Conte Center: Understanding Latent Cause Inference in Health and Illness
Project Number1P50MH136296-01
Contact PI/Project LeaderNIV, YAEL
Awardee OrganizationPRINCETON UNIVERSITY
Description
Abstract Text
Conte Center – Understanding Latent Cause Inference in Health and Illness
Latent cause inference is the fundamental cognitive process by which we draw boundaries between situations
that have different underlying rules, and therefore require separate learning and decision making. Every piece
of information that enters our brain is first categorized as pertaining to something we already know about (an
old latent cause) or something completely new (a new latent cause).
Because latent cause inference is at the heart of perception, learning, evaluation, and action selection,
alterations in this process may be at the core of a wide variety of mental health conditions. Following a
computational psychiatry approach that bridges abstract symptoms to basic neurocognitive mechanisms using
computational models, we propose a comprehensive investigation of latent cause inference as a proposed new
transdiagnostic NIMH Research Domain Criteria (RDoC) domain. We propose a research program centered
around three themes: quantifying individual differences in latent cause inference and relating them to mental
health symptoms, testing for alterations of this process in clinical samples, and delineating the neural circuitry
underlying latent cause inference. These themes cut across four proposed projects (P1-P4):
P1 – Latent cause inference as a fundamental cognitive process will relate individual differences in latent
cause inference to dimensional mental health symptom factors, and identify the neural circuitry involved in
creating and reusing latent causes.
┄┄┄┄┄┄
Things to do:
1. In the Conte Center abstract, how many proposed projects do the three themes cut across?
2. Carry the Conte Center abstract forward from its last sentence.
The data that comes after this text is not needed for any of the work here.
┄┄┄┄┄┄
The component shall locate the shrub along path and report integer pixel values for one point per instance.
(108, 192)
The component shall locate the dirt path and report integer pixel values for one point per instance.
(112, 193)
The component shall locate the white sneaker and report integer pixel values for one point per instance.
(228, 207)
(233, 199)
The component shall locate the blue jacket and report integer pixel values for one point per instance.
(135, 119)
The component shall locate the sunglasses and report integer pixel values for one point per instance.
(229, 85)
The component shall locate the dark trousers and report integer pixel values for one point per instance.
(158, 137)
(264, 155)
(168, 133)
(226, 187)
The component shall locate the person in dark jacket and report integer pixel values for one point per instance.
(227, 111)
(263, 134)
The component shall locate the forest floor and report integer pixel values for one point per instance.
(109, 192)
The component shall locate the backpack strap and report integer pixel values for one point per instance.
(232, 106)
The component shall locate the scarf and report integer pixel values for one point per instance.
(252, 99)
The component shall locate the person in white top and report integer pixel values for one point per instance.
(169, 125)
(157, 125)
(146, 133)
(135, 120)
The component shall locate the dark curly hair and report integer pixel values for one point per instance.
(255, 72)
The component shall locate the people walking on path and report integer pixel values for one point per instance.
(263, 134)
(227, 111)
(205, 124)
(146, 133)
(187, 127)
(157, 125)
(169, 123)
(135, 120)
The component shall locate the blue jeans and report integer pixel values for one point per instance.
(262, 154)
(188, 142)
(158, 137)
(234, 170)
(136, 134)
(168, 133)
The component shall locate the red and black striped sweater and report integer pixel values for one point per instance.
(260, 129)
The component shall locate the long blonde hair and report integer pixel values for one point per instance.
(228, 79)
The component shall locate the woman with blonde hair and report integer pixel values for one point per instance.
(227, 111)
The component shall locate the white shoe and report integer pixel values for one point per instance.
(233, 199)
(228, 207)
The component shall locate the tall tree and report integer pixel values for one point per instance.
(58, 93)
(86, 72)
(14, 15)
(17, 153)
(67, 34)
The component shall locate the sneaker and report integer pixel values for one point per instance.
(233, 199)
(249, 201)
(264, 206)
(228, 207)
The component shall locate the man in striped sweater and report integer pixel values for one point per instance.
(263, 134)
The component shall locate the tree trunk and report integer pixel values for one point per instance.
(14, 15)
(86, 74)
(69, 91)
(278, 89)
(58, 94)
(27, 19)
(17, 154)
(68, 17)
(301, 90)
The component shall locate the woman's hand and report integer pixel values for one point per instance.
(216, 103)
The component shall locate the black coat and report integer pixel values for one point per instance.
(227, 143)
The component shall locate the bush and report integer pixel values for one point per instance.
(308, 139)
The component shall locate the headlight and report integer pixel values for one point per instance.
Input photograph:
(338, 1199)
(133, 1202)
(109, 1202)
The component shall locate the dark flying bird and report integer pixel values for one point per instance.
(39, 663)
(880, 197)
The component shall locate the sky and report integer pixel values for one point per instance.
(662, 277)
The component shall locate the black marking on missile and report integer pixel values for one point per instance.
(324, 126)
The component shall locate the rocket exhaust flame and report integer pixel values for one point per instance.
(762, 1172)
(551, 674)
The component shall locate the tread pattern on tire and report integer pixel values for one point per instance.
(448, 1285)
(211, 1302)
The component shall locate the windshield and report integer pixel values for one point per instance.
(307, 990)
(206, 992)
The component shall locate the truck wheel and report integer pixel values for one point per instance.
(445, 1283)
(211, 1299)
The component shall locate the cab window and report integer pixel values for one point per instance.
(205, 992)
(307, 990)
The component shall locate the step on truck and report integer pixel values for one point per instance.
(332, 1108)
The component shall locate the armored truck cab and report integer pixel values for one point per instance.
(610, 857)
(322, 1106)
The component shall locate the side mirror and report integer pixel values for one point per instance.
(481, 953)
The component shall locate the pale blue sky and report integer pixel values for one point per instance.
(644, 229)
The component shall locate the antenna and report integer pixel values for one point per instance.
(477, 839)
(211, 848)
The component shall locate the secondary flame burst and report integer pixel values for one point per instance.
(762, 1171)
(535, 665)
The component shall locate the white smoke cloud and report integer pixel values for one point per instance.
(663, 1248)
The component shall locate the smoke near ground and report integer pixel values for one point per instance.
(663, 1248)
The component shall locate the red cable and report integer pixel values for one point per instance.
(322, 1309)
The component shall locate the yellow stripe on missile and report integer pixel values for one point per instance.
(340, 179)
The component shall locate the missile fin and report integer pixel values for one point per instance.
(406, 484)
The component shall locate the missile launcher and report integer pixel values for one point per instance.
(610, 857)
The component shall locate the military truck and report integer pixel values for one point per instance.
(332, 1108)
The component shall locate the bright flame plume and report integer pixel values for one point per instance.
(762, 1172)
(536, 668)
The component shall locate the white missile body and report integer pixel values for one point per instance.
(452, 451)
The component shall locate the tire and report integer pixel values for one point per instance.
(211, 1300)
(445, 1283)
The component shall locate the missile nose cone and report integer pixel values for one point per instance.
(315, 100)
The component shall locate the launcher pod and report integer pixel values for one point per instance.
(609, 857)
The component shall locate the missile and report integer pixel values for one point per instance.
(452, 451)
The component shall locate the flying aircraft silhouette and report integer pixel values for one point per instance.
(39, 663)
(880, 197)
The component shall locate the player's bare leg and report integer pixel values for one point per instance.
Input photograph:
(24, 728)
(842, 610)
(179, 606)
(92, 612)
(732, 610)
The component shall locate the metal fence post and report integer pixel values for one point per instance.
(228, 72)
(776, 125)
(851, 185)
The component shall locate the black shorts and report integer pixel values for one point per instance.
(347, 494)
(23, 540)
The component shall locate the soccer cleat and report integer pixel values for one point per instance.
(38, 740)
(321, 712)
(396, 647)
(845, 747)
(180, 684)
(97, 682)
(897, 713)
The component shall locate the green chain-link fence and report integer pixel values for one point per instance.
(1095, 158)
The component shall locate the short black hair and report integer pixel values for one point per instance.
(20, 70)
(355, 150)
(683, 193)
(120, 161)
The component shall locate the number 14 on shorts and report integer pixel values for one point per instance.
┄┄┄┄┄┄
Replies:
1. Four proposed projects, P1 through P4.

2.
P2 – Latent cause inference in compulsion will test a novel interpretation of compulsive disorders (e.g.,
obsessive compulsive disorder, drug misuse) as arising from over-splitting of latent causes.
P3 – Latent cause inference in anxiety will investigate the interaction of latent cause inference with memory
retrieval and updating, and their failure modes in anxiety disorders.
P4 – Neural mechanisms underlying latent cause inference will probe neural mechanisms of latent cause
inference using high-density neuronal recordings and chemogenetic manipulation of orexin in rat amygdala.
The proposed projects are tightly interconnected, all employing a shared theoretical framework and
computational modeling approach and relying on integration of methods and results to obtain a
comprehensive understanding of latent cause inference in mental illness and in health. They will build on
three Research Cores (Behavioral Testing and Clinical Assessment, Computational Modeling, and
Neuroimaging). The investigators have a long and productive history of collaboration, and each is organically
involved in multiple Projects and/or Cores, ensuring optimal integration of knowledge and methods. The
Conte Center will allow us to conduct a multidimensional and translational characterization of a new candidate
cognitive process for the RDoC matrix, tying it to mental illnesses and uncovering its neural mechanisms.
Public Health Relevance Statement
A variety of mental health conditions can be considered disorders of generalization, e.g., overgeneralization in
anxiety and compulsion, and undergeneralization in schizophrenia. Latent cause inference is a fundamental
cognitive process that lies at the heart of how we set generalization boundaries in perception, learning and
decision making. We propose a comprehensive characterization of individual differences in latent cause
inference and their relationship to self-reported symptom dimensions and clinical categories, as well as their
underlying neural circuitry, proposing latent cause inference as a new RDoC dimension.